> [Data to process]
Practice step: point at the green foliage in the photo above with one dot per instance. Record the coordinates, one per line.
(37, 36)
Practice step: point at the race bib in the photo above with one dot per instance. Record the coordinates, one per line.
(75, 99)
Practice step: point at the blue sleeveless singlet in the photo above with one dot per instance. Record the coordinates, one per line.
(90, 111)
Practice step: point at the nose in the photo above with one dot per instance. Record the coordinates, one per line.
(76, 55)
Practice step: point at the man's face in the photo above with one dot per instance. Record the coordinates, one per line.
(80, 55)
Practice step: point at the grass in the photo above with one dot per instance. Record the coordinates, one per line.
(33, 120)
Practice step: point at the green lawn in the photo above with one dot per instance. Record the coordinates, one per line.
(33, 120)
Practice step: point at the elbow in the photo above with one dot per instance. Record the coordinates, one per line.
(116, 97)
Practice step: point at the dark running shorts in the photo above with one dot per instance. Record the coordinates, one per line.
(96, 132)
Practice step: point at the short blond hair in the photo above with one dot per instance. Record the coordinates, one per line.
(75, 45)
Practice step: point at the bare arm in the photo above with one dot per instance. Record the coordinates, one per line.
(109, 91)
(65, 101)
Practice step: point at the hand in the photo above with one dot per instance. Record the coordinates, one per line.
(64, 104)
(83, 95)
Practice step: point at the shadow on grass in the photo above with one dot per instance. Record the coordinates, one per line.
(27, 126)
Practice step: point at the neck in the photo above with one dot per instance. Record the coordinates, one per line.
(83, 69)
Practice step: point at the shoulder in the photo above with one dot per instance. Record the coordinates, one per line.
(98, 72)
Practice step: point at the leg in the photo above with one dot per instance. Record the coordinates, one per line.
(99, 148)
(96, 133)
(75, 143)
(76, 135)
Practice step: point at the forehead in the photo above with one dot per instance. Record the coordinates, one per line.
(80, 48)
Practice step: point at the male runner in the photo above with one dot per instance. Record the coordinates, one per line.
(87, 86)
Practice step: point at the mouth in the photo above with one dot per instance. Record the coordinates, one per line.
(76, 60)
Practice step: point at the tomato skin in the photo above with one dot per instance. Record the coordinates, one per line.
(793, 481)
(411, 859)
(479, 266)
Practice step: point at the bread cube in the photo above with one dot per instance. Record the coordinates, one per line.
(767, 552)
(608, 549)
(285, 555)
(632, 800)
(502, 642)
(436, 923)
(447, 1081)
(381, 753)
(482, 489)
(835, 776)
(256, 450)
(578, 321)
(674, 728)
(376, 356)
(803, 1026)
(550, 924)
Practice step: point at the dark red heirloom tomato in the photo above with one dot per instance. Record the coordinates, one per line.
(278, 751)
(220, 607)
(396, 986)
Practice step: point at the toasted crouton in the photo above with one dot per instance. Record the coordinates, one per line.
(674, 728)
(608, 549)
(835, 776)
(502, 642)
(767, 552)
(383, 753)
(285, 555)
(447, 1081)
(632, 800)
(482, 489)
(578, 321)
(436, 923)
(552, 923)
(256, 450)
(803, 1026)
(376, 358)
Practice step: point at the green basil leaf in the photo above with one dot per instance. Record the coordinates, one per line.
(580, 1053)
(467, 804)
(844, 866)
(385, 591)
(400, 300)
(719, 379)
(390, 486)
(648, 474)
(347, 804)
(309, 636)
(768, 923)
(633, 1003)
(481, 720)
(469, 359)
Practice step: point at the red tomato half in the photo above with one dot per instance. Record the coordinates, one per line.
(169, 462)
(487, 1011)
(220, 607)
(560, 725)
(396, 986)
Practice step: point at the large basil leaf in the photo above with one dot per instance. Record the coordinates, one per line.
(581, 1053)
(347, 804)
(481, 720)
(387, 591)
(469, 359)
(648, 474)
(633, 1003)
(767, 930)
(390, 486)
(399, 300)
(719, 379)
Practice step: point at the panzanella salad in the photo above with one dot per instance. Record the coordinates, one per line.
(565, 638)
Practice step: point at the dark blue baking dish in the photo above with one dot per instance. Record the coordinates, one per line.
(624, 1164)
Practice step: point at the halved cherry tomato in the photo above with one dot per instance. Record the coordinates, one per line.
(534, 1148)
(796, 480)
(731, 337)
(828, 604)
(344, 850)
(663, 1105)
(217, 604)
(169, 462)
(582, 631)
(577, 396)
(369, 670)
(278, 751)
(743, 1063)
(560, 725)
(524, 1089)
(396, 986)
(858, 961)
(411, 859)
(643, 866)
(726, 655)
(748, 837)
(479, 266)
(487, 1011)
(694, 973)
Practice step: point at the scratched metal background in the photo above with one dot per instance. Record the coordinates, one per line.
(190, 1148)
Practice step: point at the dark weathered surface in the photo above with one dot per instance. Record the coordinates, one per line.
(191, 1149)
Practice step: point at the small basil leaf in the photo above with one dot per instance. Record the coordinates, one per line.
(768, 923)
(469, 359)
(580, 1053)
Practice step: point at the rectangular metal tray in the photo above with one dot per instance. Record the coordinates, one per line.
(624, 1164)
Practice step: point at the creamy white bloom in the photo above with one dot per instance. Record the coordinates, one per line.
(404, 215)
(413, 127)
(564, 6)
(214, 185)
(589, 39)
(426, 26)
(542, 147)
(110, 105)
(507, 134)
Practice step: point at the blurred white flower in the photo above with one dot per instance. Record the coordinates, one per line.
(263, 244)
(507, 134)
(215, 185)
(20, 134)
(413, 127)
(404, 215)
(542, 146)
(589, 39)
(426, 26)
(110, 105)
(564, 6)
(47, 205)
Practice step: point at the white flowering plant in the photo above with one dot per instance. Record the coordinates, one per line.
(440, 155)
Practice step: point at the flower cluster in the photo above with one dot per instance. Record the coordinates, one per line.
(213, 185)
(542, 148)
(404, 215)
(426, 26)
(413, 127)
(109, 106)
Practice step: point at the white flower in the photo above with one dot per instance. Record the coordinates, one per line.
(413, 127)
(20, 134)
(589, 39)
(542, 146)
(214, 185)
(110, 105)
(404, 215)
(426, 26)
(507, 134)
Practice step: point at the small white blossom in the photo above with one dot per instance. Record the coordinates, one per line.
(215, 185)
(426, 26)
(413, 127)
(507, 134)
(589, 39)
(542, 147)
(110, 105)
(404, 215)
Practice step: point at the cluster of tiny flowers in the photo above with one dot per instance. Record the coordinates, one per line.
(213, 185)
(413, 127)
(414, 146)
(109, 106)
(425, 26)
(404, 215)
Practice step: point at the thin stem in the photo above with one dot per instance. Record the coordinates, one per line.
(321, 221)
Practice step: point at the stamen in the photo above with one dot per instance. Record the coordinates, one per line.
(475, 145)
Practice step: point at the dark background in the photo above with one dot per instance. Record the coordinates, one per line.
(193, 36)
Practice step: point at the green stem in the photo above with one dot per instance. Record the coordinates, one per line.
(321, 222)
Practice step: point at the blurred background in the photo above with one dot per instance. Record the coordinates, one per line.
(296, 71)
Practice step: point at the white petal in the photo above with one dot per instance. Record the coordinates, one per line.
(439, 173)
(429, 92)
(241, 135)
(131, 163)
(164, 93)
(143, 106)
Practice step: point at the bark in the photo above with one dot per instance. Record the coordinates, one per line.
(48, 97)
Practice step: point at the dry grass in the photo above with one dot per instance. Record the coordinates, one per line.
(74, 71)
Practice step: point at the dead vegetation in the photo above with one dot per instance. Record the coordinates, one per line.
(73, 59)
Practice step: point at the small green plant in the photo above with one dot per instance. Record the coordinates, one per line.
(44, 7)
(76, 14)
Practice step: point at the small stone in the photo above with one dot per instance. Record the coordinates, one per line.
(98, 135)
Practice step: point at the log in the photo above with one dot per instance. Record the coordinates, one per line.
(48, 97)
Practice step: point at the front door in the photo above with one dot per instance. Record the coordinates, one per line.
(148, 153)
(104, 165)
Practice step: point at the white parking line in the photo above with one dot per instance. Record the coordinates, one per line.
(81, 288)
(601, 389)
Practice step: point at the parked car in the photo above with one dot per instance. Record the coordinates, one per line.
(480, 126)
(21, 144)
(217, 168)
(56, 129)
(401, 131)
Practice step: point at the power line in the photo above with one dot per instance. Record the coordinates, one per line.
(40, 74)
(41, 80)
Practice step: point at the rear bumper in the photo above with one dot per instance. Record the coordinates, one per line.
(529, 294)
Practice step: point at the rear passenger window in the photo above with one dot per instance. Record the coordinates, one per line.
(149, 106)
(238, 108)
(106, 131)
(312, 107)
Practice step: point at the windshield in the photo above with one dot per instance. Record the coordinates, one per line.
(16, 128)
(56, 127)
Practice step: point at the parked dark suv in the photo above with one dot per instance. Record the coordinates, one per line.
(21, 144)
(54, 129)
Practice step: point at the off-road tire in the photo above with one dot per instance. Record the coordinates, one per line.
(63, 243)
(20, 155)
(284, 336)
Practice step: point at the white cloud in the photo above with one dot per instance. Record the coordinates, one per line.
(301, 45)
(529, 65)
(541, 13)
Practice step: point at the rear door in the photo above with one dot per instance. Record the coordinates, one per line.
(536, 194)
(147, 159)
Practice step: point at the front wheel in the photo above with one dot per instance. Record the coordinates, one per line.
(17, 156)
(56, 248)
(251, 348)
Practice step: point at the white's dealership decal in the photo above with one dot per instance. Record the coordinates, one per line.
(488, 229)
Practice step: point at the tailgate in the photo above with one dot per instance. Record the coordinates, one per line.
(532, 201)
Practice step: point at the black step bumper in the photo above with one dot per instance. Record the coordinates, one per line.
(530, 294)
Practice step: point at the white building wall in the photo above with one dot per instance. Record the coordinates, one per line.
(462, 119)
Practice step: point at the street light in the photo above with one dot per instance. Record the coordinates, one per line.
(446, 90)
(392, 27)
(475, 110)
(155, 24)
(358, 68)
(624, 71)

> [Instructions to follow]
Return the lines above, from the one containing "Practice step: point at the tailgate" to the end, exactly as they stand.

> [Final answer]
Practice step: point at the tailgate in the photo above with one dot per instance. Record the coordinates, one per line.
(532, 201)
Practice step: point at the black step bumper in the photo above with one dot per instance. Record the coordinates, one per line.
(530, 294)
Practice step: point at the white building wall in the photo above with one dot per instance. Record the coordinates, one per line.
(462, 119)
Practice step: point at the street light in the photo above with one dot per instance. Record the coordinates, one per line.
(446, 90)
(392, 27)
(475, 110)
(155, 24)
(358, 68)
(624, 71)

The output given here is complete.